▸ Work required
Say how many lines below have "instances" in them, giving the number alone.

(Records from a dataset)
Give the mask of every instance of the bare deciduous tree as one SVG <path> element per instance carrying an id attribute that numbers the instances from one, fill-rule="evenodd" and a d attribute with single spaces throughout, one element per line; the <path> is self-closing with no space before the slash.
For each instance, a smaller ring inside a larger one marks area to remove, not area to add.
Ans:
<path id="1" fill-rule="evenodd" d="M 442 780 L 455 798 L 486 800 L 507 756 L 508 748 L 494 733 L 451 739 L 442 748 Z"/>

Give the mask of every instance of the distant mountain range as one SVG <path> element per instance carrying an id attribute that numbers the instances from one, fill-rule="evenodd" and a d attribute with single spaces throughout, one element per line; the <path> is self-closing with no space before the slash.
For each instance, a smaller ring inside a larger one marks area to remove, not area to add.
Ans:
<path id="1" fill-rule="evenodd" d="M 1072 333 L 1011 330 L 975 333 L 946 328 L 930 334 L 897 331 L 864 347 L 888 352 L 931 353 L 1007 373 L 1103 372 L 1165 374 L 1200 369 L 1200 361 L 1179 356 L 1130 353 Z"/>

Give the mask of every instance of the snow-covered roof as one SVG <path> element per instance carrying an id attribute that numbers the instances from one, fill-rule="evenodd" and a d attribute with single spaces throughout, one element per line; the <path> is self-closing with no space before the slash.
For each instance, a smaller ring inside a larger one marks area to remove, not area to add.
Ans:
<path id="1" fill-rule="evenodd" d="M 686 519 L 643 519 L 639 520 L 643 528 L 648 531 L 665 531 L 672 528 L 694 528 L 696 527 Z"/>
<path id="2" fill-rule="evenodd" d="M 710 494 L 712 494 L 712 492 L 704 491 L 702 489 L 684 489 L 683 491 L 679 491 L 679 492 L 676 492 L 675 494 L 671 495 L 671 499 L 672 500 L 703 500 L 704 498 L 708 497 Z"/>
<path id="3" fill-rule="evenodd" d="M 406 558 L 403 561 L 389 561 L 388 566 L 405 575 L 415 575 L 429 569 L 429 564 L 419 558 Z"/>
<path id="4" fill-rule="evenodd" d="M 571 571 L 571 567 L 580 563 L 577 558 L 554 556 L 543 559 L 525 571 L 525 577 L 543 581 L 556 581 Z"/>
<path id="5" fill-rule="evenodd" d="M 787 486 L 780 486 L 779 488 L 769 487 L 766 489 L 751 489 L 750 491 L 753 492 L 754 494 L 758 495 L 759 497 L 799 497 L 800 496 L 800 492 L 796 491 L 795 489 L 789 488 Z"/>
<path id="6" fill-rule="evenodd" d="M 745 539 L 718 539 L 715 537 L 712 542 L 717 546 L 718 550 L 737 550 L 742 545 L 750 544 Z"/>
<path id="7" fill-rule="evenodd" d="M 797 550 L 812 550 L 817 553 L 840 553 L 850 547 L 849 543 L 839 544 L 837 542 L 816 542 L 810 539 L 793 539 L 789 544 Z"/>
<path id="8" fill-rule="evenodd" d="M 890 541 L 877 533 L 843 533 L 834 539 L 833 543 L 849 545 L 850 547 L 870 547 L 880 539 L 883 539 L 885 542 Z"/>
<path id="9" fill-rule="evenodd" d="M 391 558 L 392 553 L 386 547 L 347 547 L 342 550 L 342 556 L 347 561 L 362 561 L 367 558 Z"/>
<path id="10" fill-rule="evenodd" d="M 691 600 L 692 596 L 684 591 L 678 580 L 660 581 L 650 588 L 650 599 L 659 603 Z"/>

▸ Solution for this exercise
3